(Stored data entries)

»»

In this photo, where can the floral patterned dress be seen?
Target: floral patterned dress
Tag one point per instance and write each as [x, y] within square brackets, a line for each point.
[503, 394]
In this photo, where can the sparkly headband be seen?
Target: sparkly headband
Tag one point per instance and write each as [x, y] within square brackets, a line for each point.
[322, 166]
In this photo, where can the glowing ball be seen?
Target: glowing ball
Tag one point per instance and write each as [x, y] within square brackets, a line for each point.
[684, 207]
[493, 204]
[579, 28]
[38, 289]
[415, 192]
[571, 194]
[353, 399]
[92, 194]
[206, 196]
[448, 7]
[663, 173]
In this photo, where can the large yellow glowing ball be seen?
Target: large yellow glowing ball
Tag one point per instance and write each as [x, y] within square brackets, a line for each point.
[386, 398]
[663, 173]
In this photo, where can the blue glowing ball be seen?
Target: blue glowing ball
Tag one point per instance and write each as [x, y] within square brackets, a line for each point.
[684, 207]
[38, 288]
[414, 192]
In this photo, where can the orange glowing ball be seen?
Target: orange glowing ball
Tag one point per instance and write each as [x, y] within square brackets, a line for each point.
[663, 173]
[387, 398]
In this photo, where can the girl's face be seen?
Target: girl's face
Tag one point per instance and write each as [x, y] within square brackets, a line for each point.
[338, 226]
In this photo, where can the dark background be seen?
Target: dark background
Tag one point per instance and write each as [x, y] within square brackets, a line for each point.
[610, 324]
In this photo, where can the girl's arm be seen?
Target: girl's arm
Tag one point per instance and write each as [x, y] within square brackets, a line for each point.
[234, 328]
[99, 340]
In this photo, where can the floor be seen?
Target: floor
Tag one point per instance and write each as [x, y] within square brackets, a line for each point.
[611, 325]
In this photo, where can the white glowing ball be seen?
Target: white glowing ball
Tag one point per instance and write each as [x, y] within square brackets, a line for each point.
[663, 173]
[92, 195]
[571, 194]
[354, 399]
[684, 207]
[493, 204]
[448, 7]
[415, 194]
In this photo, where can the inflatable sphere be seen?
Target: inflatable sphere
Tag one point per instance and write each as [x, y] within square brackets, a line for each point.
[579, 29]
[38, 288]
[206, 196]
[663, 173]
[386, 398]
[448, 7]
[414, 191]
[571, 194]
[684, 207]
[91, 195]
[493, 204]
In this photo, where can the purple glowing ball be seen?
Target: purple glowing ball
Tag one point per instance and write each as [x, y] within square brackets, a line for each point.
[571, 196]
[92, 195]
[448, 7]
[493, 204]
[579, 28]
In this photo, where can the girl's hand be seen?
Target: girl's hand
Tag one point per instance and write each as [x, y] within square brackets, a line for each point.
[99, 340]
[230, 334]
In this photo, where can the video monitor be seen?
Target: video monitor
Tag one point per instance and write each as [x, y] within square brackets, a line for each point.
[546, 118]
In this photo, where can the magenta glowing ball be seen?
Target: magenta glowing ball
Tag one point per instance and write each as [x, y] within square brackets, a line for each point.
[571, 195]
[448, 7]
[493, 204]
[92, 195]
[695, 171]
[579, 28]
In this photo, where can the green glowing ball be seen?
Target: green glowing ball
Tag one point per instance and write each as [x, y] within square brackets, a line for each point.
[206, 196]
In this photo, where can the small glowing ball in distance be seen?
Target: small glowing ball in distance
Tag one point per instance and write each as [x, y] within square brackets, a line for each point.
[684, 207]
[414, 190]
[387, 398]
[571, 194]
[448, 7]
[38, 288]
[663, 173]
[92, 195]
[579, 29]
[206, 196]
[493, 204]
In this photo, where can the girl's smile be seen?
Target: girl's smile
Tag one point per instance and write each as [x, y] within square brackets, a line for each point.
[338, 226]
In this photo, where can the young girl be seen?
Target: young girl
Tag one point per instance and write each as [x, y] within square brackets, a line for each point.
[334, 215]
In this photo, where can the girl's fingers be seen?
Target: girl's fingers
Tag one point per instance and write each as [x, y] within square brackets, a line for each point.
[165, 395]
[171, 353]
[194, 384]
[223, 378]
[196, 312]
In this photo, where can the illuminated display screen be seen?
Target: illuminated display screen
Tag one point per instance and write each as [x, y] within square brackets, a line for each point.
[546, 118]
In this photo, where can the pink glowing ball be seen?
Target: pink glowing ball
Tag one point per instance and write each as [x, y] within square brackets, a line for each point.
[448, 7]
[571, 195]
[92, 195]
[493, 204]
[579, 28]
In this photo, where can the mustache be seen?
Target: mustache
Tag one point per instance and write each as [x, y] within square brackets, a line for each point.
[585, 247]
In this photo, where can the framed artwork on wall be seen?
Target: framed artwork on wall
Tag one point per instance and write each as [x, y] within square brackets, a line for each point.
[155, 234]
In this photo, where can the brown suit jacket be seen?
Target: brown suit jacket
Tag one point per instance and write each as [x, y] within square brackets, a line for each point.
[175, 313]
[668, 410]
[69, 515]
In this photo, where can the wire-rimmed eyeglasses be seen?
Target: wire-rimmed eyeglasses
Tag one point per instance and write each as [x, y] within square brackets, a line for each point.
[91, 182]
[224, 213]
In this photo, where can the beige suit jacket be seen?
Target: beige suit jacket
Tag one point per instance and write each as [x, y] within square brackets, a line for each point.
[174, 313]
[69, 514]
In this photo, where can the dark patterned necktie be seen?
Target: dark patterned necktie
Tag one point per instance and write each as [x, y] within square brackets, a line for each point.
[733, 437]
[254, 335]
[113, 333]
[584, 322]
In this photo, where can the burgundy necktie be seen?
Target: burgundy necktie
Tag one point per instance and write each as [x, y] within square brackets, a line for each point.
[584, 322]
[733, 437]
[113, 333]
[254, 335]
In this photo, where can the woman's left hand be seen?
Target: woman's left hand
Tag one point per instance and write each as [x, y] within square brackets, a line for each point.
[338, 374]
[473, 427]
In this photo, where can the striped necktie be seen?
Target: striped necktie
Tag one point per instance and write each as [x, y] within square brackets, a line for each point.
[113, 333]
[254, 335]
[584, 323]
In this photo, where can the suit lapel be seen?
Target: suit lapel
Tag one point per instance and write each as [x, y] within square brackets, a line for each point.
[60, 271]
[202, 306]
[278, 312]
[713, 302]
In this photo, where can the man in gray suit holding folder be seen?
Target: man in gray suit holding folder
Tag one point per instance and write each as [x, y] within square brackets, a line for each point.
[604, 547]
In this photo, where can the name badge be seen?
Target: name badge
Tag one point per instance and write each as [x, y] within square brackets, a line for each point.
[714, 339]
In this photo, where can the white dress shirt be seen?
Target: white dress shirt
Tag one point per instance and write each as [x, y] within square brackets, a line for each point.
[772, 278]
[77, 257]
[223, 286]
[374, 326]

««

Identify the lines of the entries containing the string "floral". Copy each such line.

*Task output*
In this photo, where can the floral patterned dress be seen?
Target: floral patterned dress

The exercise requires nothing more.